──────── TRECHO ────────
Pode-se dizer que essa é a peculiar assinatura de David Lynch no cinema, apesar de, no conjunto de sua obra, filmes como O Homem Elefante (EUA, 1980) escaparem às características que fizeram do diretor um cineasta reconhecido.

É com maestria que Lynch concebe obras distintas como Veludo Azul (EUA, 1986) e Cidade dos Sonhos (EUA, 2001), partindo de elementos, senão os mesmos, próximos e relativos a uma mesma concepção de mundo: não há sólidas fronteiras entre sonho/pesadelo e realidade que não seja, digamos, essencialmente imaginária.

Veludo Azul conta a história de Jeffrey Beaumont (Kyle MacLachlan), um jovem que encontra uma orelha humana decepada jogada num gramado e, a partir dessa descoberta, envolve-se com Dorothy Vallens (Isabella Rossellini), uma cantora que teve o filho raptado por Frank Booth (Dennis Hooper, numa ótima atuação), um homem insano envolvido com tráfico de drogas. Cidade dos Sonhos, por sua vez, traz a degradação psicológica de uma mulher abandonada pela amante, que leva sua mágoa às últimas conseqüências.

Duas grandes obras de David Lynch que possuem estruturas narrativas bem diferentes. É possível identificar em Veludo Azul começo, meio e fim da história, ao passo que Cidade dos Sonhos é regido por diversas fragmentações não apenas temporais, mas, atrelado a estas, a história perambula entre o que realmente teria acontecido àquelas duas mulheres e o que seria apenas uma construção fictícia, imaginária, da personagem de Naomi Watts, atormentada por ter sido abandonada. Lynch constrói um grande labirinto, permeado por objetos – alguns bastante simbólicos, como caixas e chaves – que se deslocam dentro da narrativa e auxiliam, mesmo que não muito, o espectador na sua árdua tentativa de compreender o que é passado e o que é presente, mas principalmente o que é real e o que é imaginário.
──────── INFORMAÇÕES FORNECIDAS ────────
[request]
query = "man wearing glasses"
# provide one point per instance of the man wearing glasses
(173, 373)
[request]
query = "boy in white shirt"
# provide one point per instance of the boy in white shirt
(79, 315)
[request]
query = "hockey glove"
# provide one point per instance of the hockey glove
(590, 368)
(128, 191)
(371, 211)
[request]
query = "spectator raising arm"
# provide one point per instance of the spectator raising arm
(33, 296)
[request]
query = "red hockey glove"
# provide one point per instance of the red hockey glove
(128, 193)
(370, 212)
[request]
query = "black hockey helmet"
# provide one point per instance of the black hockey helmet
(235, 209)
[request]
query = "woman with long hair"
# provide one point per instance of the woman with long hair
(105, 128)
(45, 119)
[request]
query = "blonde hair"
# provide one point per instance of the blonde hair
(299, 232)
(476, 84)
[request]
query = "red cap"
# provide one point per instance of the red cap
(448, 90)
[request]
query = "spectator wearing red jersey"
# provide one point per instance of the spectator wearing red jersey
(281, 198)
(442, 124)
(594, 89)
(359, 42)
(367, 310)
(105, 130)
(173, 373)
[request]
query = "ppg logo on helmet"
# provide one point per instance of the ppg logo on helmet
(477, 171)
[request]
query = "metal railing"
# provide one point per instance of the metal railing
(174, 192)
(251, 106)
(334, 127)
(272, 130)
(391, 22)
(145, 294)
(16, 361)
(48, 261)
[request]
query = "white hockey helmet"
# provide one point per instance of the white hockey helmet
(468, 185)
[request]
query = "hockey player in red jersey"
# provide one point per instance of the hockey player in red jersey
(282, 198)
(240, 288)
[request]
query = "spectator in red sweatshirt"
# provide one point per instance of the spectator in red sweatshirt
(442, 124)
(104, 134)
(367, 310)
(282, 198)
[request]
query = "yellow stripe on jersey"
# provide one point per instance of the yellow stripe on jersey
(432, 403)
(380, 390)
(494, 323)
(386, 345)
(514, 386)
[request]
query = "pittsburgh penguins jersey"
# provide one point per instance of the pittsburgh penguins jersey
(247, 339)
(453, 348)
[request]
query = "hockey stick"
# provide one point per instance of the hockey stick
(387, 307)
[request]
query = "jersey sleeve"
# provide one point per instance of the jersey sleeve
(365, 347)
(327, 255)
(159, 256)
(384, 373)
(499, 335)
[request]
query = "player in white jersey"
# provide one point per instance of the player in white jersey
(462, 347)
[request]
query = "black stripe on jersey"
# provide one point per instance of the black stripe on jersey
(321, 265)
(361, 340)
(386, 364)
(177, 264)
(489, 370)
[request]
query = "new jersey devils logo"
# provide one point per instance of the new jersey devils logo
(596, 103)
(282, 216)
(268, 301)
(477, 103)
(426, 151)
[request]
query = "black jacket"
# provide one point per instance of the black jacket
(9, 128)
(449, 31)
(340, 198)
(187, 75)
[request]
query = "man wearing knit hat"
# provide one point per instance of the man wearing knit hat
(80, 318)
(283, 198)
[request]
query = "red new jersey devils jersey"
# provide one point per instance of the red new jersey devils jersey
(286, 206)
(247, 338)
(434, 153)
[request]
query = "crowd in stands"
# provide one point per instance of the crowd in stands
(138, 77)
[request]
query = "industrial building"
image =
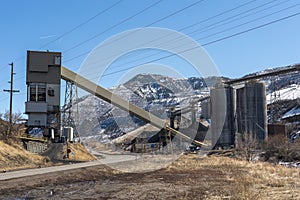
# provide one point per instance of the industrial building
(43, 74)
(251, 110)
(222, 112)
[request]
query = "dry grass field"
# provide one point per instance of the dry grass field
(190, 177)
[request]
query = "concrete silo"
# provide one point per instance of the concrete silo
(251, 110)
(223, 125)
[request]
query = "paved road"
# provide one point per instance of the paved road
(107, 159)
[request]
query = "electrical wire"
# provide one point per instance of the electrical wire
(177, 38)
(209, 43)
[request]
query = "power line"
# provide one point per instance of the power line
(76, 27)
(209, 43)
(177, 38)
(186, 27)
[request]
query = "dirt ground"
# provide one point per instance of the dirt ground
(190, 177)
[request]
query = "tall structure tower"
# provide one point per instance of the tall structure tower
(222, 113)
(43, 74)
(251, 110)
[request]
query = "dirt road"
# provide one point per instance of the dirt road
(106, 159)
(190, 177)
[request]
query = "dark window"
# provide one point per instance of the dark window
(51, 92)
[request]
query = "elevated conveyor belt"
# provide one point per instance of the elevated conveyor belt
(109, 97)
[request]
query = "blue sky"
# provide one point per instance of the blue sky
(47, 25)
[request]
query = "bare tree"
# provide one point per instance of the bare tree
(17, 125)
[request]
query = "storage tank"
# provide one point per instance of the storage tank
(223, 125)
(252, 110)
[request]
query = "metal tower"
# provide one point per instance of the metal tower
(69, 112)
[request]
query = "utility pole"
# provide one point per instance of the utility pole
(11, 91)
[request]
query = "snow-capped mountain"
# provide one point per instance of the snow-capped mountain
(157, 93)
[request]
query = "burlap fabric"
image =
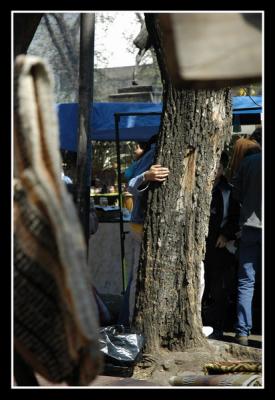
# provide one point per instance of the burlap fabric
(55, 317)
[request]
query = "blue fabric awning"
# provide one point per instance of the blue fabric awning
(135, 128)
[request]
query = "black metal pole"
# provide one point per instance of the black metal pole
(122, 233)
(84, 150)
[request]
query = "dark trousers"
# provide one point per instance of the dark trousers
(220, 287)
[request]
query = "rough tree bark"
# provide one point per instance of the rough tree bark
(195, 125)
(25, 26)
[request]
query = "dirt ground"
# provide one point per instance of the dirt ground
(156, 370)
(160, 368)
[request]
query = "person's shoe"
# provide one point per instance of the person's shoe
(207, 330)
(242, 340)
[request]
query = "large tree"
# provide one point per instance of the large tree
(194, 127)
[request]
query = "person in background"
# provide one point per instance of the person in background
(247, 189)
(144, 173)
(140, 149)
(220, 264)
(242, 147)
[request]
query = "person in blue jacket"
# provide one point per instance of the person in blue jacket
(145, 172)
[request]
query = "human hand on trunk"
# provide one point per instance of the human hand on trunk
(221, 242)
(156, 173)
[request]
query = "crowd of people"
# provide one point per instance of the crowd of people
(232, 262)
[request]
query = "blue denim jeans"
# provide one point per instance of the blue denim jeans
(250, 264)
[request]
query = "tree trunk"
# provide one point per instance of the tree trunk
(194, 127)
(84, 148)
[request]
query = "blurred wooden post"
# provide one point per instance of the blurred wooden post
(84, 156)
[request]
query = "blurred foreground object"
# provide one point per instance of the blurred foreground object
(55, 315)
(212, 50)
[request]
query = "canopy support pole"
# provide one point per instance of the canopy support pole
(122, 233)
(84, 150)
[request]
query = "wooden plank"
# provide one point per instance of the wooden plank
(210, 50)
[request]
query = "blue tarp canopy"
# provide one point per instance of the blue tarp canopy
(136, 127)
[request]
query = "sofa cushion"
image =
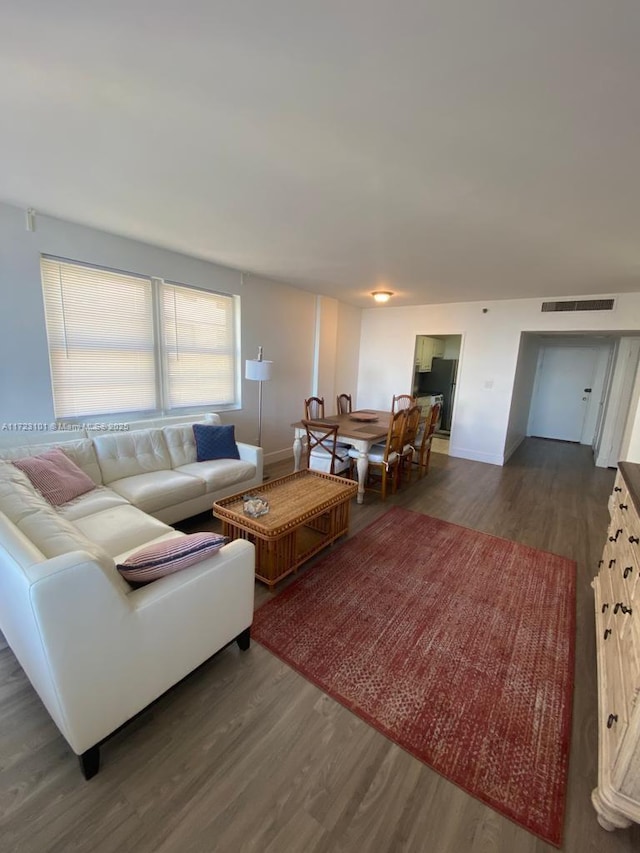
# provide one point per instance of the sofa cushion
(164, 558)
(55, 476)
(215, 442)
(158, 489)
(220, 473)
(102, 497)
(121, 528)
(125, 454)
(18, 497)
(181, 444)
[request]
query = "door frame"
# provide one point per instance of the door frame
(598, 391)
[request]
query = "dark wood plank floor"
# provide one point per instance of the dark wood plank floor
(245, 755)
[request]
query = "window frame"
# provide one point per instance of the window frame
(160, 347)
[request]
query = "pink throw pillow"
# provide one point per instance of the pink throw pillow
(169, 556)
(55, 476)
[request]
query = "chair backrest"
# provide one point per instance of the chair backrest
(343, 402)
(314, 408)
(395, 434)
(322, 436)
(402, 401)
(413, 422)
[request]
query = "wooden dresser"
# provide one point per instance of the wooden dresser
(617, 604)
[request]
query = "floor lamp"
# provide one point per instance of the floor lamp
(258, 370)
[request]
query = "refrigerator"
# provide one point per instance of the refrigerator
(441, 379)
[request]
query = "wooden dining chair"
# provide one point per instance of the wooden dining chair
(409, 447)
(384, 459)
(323, 452)
(402, 401)
(343, 404)
(314, 408)
(424, 440)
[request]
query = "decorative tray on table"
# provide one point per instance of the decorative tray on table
(365, 416)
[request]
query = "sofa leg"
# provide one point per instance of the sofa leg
(244, 640)
(90, 762)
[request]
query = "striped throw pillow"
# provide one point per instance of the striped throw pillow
(169, 556)
(56, 477)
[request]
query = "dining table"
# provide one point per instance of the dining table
(361, 429)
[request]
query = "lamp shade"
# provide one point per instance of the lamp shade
(260, 371)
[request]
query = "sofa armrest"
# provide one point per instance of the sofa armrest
(109, 654)
(252, 453)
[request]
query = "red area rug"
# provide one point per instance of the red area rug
(456, 645)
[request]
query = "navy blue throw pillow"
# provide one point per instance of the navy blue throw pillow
(215, 442)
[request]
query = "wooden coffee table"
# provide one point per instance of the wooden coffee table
(308, 510)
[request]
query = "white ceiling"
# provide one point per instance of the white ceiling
(448, 150)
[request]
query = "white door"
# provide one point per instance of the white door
(563, 392)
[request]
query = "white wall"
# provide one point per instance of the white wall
(524, 381)
(488, 359)
(280, 318)
(348, 351)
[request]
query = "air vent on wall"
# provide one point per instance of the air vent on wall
(580, 305)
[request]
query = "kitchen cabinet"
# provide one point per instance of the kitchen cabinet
(617, 605)
(426, 350)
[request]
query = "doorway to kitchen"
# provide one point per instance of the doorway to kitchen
(435, 380)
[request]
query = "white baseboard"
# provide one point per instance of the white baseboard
(475, 456)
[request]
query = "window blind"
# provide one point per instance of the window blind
(120, 342)
(199, 346)
(101, 340)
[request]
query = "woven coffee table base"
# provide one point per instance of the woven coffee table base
(308, 511)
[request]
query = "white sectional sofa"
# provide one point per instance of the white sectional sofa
(96, 649)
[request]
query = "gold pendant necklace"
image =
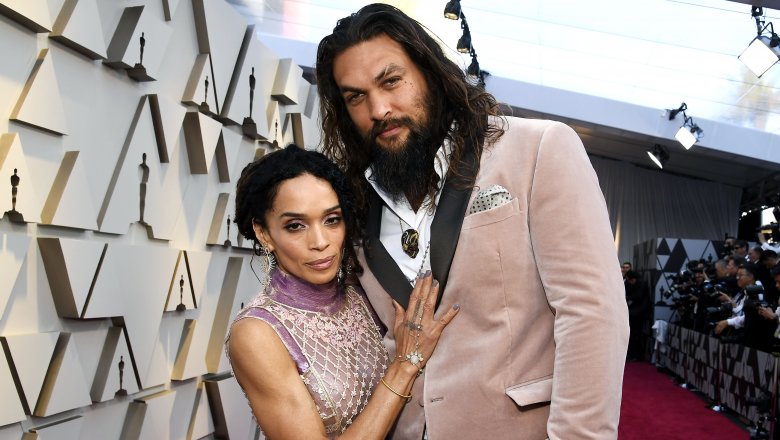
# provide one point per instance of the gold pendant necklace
(410, 240)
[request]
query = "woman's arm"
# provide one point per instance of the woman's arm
(281, 402)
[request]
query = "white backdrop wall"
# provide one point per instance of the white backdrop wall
(645, 204)
(91, 296)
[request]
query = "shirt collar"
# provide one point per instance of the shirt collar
(441, 166)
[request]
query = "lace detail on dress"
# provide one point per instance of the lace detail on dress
(335, 343)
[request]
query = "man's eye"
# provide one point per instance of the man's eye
(294, 226)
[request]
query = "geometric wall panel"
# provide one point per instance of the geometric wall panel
(11, 432)
(286, 86)
(132, 283)
(13, 161)
(201, 135)
(202, 422)
(115, 369)
(40, 104)
(195, 93)
(69, 428)
(261, 60)
(156, 420)
(11, 410)
(71, 266)
(64, 387)
(239, 287)
(143, 188)
(121, 41)
(78, 26)
(233, 417)
(31, 356)
(71, 191)
(218, 230)
(223, 46)
(191, 358)
(139, 25)
(32, 14)
(13, 252)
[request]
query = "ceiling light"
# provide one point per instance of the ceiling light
(762, 53)
(764, 50)
(658, 155)
(452, 10)
(464, 43)
(688, 134)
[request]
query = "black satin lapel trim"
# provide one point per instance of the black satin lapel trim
(445, 229)
(382, 265)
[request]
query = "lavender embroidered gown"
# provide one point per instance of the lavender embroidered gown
(332, 336)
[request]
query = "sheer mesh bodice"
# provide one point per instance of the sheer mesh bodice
(333, 338)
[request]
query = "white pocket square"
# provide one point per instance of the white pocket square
(490, 198)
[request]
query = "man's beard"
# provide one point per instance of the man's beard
(406, 169)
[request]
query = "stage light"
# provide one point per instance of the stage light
(688, 134)
(658, 155)
(764, 50)
(762, 53)
(452, 10)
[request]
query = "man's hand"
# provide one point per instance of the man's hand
(721, 326)
(766, 313)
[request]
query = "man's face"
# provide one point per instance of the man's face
(744, 278)
(384, 91)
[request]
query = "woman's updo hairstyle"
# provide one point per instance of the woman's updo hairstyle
(258, 186)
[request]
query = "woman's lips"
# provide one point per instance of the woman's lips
(322, 264)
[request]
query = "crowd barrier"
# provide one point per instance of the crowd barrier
(726, 373)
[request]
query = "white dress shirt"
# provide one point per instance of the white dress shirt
(399, 216)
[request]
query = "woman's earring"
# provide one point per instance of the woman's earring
(270, 262)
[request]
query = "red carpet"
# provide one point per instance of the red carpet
(655, 408)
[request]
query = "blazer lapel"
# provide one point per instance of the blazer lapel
(445, 229)
(379, 260)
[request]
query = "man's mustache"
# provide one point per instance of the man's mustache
(380, 126)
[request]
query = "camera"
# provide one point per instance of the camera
(754, 298)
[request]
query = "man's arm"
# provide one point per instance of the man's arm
(575, 254)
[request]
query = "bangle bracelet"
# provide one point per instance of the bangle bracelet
(408, 398)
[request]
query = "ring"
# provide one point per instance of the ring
(415, 358)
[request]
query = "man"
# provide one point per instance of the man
(624, 268)
(740, 249)
(637, 298)
(508, 215)
(746, 276)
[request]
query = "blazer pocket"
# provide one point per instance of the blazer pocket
(494, 215)
(529, 393)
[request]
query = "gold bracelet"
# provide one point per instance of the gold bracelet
(408, 398)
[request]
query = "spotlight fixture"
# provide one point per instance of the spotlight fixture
(464, 42)
(689, 133)
(764, 51)
(658, 155)
(452, 10)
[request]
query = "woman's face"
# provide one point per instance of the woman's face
(305, 229)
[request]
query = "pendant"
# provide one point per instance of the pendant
(410, 242)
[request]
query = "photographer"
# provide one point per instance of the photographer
(638, 300)
(746, 276)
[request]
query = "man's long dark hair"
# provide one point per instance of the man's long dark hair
(453, 99)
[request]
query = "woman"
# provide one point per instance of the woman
(311, 361)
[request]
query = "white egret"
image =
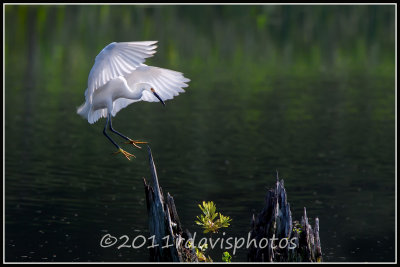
────────
TAREFA 1: No trecho sobre os filmes de David Lynch, quem encontra uma orelha humana decepada jogada num gramado?
TAREFA 2: Retome o trecho sobre os filmes de David Lynch logo depois da última frase.

RESPOSTA 1: Jeffrey Beaumont, vivido por Kyle MacLachlan.

RESPOSTA 2:
Estruturalmente menos complexo Veludo Azul, todavia, parece ser em certa medida, um ensaio para Cidade dos Sonhos. Mas que medida seria essa?

Arrisco a colocar que ambos gozam da mesma lei. ´´O mundo é estranho´´, frase que se repete ao menos 4 vezes em Veludo Azul, dita por Jeffrey e Sandy (Laura Dern), filha do detetive para o qual Jeffrey entrega a orelha que encontrou. A câmera entra na orelha que o jovem achou e a partir daí uma mundo obscuro se apresenta aos dois personagens, universo perpassado de insanidade, absurdo e violência. Da orelha decepada aos filmes que passam em dois momentos na TV – imagens de uma mão apontando um revolver e alguém que sobe as escadas, provavelmente filmes de suspense – o mistério invade as vidas das pessoas, mesmo Lumberton – onde se passa a história, mesmo parecendo uma pacata e feliz cidadezinha do interior.  Jeffrey anseia por mistérios e soluções e é assim que se vê entre dois fragmentos de um mesmo local, muito bem representados pela inocência de Sandy e a perturbação e instabilidade de Dorothy e todos que a cercam. Depois de entrar na orelha e toda a história transcorrer, a câmera sai, dessa vez da orelha de Jeffrey. Se tratando de David Lynch, é arriscado fazer certas afirmações, mas o mais ´´provável´´ parece ser que, diferentemente de Cidade dos Sonhos, tudo que vimos aconteceu de fato, naquela ordem cronológica, daquele modo.  Ma o que Lynch traz em Veludo Azul é assustador: aquele mundo estranho e absurdo pode ser o nosso. Basta olhar para além. E não se trata de um além, mas para as frestas da realidade, pra dentro de uma simples orelha. Uma das primeiras cenas de Veludo Azul resume, de certa forma, o caos intrínseco à realidade e ao imaginário – que nos filmes de Lynch se constituem como um coisa só: um plano no qual a câmera entra pela grama e descobre ali insetos – besouros, possivelmente – produzindo tantos movimentos quanto sons violentos. No final do filme, depois de conseguir trazer o filho de volta para Dorothy, Jeffrey observa, ao lado de Sandy, um passarinho à beira da janela com um inseto no bico.  O caos derrotado? Dominado, talvez. Mas presente. E instavelmente latente.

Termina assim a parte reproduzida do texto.